[Start of Attachment]

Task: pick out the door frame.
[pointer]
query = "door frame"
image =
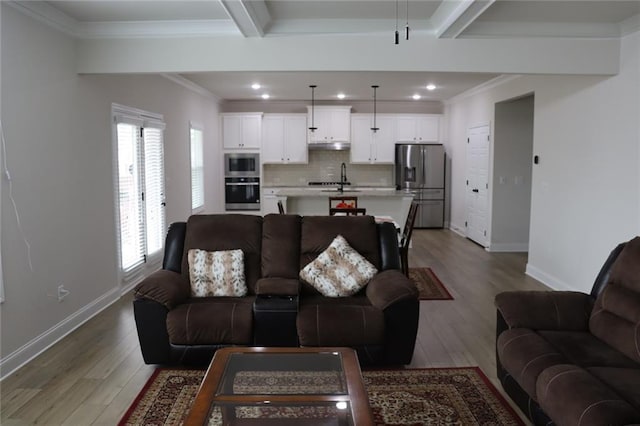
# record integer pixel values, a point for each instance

[End of Attachment]

Would you please output each record exactly, leaving the images out?

### YOUR RESPONSE
Task: pick out the door frame.
[pointer]
query = "door frame"
image =
# record integer pixel values, a point for each instance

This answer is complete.